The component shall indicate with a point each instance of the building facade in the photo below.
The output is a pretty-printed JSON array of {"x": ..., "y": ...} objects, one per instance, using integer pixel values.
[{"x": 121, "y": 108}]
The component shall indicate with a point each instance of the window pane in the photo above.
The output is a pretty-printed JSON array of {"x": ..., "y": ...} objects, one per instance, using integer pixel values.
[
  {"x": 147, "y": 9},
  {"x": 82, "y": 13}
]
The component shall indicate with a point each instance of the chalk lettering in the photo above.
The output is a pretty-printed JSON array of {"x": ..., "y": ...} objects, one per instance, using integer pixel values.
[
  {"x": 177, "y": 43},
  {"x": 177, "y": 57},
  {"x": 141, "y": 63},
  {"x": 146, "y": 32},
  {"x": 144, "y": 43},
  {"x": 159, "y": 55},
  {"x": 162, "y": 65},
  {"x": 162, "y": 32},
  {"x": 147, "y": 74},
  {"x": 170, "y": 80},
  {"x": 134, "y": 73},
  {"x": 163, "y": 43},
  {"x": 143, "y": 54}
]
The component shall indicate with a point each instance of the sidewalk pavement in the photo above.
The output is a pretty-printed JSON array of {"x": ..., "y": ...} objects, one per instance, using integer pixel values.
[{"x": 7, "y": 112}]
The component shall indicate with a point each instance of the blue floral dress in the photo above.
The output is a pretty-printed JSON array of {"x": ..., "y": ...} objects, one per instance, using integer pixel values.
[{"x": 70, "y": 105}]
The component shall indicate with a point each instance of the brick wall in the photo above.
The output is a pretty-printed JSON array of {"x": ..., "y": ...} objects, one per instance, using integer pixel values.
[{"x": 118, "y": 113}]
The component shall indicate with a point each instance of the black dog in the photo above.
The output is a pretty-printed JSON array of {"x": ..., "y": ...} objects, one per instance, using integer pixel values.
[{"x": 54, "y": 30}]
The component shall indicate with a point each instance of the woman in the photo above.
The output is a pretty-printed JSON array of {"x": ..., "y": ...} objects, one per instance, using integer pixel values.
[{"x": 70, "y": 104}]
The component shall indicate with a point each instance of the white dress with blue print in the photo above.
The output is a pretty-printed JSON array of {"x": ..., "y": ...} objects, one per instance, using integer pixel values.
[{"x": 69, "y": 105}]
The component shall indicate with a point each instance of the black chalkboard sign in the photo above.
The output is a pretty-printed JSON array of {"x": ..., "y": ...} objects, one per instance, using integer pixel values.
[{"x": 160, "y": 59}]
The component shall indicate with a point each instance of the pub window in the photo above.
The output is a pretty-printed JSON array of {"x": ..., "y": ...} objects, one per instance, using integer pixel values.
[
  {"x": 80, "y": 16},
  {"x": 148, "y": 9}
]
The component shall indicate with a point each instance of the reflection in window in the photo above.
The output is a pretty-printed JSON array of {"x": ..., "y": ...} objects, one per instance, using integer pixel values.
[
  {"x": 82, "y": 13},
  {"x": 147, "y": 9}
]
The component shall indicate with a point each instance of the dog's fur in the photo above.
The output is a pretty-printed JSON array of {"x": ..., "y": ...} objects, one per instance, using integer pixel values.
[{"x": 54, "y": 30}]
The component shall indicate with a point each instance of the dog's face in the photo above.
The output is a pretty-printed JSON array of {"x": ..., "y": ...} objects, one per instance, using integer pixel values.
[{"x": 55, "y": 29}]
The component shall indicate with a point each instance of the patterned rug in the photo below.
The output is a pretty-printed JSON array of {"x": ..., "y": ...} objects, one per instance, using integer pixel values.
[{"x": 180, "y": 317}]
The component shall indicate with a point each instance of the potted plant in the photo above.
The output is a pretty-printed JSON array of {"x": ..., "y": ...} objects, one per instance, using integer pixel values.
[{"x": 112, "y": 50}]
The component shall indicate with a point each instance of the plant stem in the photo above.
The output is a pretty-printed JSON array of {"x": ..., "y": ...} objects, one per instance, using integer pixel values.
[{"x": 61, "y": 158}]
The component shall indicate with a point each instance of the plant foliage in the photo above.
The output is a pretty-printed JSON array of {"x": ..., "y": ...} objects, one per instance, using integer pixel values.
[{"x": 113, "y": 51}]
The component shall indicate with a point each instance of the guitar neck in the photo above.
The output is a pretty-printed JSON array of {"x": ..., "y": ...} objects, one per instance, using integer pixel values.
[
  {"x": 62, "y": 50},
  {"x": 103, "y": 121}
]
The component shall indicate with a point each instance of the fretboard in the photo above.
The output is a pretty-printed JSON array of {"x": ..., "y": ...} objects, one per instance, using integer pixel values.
____________________
- Exercise directions
Find how many lines in the material above hold the word "dress", then reply with only that figure.

- Result of this task
2